Aim ->
Can you reproduce, word for word, the entries from the line containing "Outline every instance of the white" through the end of the entries, including both ends?

++++ Material for the task ++++

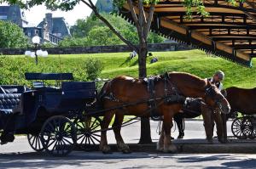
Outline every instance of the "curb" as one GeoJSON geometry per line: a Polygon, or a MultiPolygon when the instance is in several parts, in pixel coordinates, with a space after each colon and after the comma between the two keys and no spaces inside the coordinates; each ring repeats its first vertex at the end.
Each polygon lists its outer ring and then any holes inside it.
{"type": "MultiPolygon", "coordinates": [[[[219,144],[213,143],[212,144],[207,143],[173,143],[177,146],[177,151],[180,154],[256,154],[255,142],[239,142],[219,144]]],[[[128,144],[131,152],[144,152],[144,153],[162,153],[156,149],[156,143],[150,144],[128,144]]],[[[117,152],[116,144],[109,144],[112,151],[117,152]]],[[[77,149],[82,150],[82,149],[77,149]]],[[[90,147],[88,151],[98,151],[98,146],[90,147]]]]}

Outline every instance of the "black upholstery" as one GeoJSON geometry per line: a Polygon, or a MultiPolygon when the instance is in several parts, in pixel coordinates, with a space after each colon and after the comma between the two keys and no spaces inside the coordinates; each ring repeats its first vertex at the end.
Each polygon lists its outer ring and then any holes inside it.
{"type": "Polygon", "coordinates": [[[18,106],[20,93],[0,93],[0,112],[11,114],[12,110],[18,106]]]}

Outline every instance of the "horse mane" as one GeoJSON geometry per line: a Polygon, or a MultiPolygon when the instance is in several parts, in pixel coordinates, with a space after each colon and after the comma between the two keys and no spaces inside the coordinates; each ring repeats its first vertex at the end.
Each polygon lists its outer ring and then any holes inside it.
{"type": "Polygon", "coordinates": [[[198,87],[206,86],[206,81],[204,79],[201,79],[199,76],[192,75],[190,73],[169,72],[168,76],[169,76],[170,79],[178,76],[179,79],[183,79],[184,81],[190,82],[191,83],[193,83],[198,87]]]}

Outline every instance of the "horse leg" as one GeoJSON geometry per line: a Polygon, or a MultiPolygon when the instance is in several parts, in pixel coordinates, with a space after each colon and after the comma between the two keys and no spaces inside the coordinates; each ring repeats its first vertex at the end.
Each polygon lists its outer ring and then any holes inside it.
{"type": "Polygon", "coordinates": [[[164,152],[166,153],[175,153],[177,148],[172,144],[171,140],[171,128],[172,127],[172,116],[170,115],[172,113],[170,110],[164,115],[164,152]]]}
{"type": "Polygon", "coordinates": [[[224,144],[224,126],[220,112],[215,112],[213,118],[216,123],[218,139],[220,143],[224,144]]]}
{"type": "Polygon", "coordinates": [[[131,153],[131,150],[129,146],[125,144],[120,132],[124,116],[125,115],[123,113],[115,113],[114,121],[112,127],[114,132],[118,149],[119,151],[122,151],[123,153],[127,154],[131,153]]]}
{"type": "Polygon", "coordinates": [[[101,127],[102,131],[101,135],[100,150],[102,150],[102,153],[105,154],[111,153],[111,149],[108,145],[107,129],[108,128],[109,123],[113,115],[113,111],[106,112],[101,127]]]}
{"type": "Polygon", "coordinates": [[[164,138],[165,138],[165,129],[164,125],[161,126],[161,132],[159,141],[156,145],[156,149],[159,151],[164,151],[164,138]]]}
{"type": "Polygon", "coordinates": [[[182,115],[177,114],[176,115],[174,115],[173,117],[177,129],[178,129],[178,136],[177,138],[183,138],[184,137],[184,131],[183,131],[183,116],[182,115]]]}
{"type": "Polygon", "coordinates": [[[207,105],[202,104],[201,105],[201,114],[204,120],[204,127],[207,135],[207,140],[209,144],[212,144],[212,137],[213,137],[213,121],[212,121],[212,113],[211,110],[208,109],[207,105]]]}

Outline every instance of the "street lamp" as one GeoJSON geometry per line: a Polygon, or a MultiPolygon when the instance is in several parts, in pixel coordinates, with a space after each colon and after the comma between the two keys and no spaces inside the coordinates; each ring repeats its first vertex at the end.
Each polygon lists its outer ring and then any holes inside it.
{"type": "MultiPolygon", "coordinates": [[[[38,46],[40,43],[40,37],[38,36],[35,36],[32,39],[32,43],[35,45],[35,56],[36,56],[36,65],[38,65],[38,46]]],[[[41,50],[42,51],[42,50],[41,50]]]]}
{"type": "Polygon", "coordinates": [[[31,56],[32,58],[36,59],[36,65],[38,65],[38,56],[42,56],[42,57],[47,57],[48,56],[48,52],[43,51],[41,49],[38,50],[38,48],[40,43],[40,37],[38,36],[35,36],[32,39],[32,43],[35,45],[34,52],[26,50],[25,51],[25,55],[26,56],[31,56]]]}

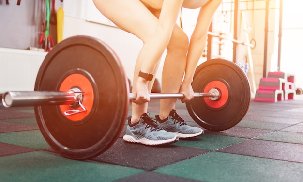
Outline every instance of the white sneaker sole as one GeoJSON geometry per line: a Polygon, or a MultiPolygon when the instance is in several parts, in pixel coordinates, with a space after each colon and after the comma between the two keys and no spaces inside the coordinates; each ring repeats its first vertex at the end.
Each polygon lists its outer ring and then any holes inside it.
{"type": "Polygon", "coordinates": [[[204,133],[204,131],[202,130],[200,132],[194,134],[183,134],[177,132],[175,132],[174,133],[178,134],[180,138],[187,138],[201,135],[204,133]]]}
{"type": "Polygon", "coordinates": [[[139,140],[136,140],[132,136],[125,135],[123,137],[123,139],[127,142],[138,143],[148,146],[155,146],[175,143],[179,140],[179,137],[176,135],[172,139],[165,140],[151,140],[146,138],[142,138],[139,140]]]}

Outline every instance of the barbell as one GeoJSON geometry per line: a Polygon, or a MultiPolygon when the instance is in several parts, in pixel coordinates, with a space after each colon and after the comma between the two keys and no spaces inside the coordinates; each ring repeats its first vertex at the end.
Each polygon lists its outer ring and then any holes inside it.
{"type": "MultiPolygon", "coordinates": [[[[215,59],[198,66],[192,83],[194,99],[186,103],[194,120],[210,130],[230,128],[245,116],[250,87],[242,69],[215,59]]],[[[41,133],[62,156],[98,156],[116,141],[125,125],[130,99],[128,80],[115,52],[87,36],[64,39],[48,53],[34,91],[7,92],[5,107],[34,106],[41,133]]],[[[181,98],[182,93],[151,93],[151,99],[181,98]]]]}

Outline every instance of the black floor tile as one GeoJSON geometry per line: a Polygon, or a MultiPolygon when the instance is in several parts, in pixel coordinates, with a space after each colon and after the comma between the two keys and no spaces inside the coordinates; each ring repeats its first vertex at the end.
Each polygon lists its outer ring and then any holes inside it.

++++

Solution below ->
Outline every instance of the white sneaker sole as one GeoJSON geometry per line: a Polygon, or a MultiPolygon when the instance is in several parts, in pixel coordinates, with a space after each colon and after the comma between the two keys and no spaces inside the coordinates; each ring repeats its first vertex at the end.
Each polygon lists its outer ring and then any holes inside it.
{"type": "Polygon", "coordinates": [[[204,133],[204,131],[202,130],[200,132],[194,134],[183,134],[177,132],[175,132],[174,133],[178,134],[180,138],[187,138],[201,135],[204,133]]]}
{"type": "Polygon", "coordinates": [[[139,140],[136,140],[132,136],[125,135],[123,137],[123,139],[127,142],[138,143],[148,146],[155,146],[175,143],[179,140],[179,137],[176,135],[172,139],[165,140],[151,140],[146,138],[142,138],[139,140]]]}

Outline every instance of the barbell as one GeoJSON geometry per line: a Polygon, or a MultiPolygon when the instance is in several parts, in pixel coordinates, with a space after each colon and after the comma between the two keys and no spaces inside the coordinates; each ring repeats its first vertex at the end.
Each polygon lists its outer ring and then any holes inside it.
{"type": "MultiPolygon", "coordinates": [[[[215,59],[198,66],[192,83],[194,99],[186,103],[194,120],[210,130],[230,128],[245,116],[250,87],[242,69],[215,59]]],[[[41,133],[62,156],[98,156],[116,141],[125,125],[130,99],[128,80],[115,52],[87,36],[64,39],[48,53],[34,91],[7,92],[5,107],[34,106],[41,133]]],[[[181,98],[182,93],[151,93],[151,99],[181,98]]]]}

Outline every instance of the black floor tile as one GeoJSON geometry per line: a Polygon, or a MultiPolygon when the instance is in several parts, in pixel coordinates, with a space after each colon and after the comma between the two keys and no spaces inside the coordinates; each ring repeats its first vertex at the end.
Each polygon lists its outer ring and then any holes inside it.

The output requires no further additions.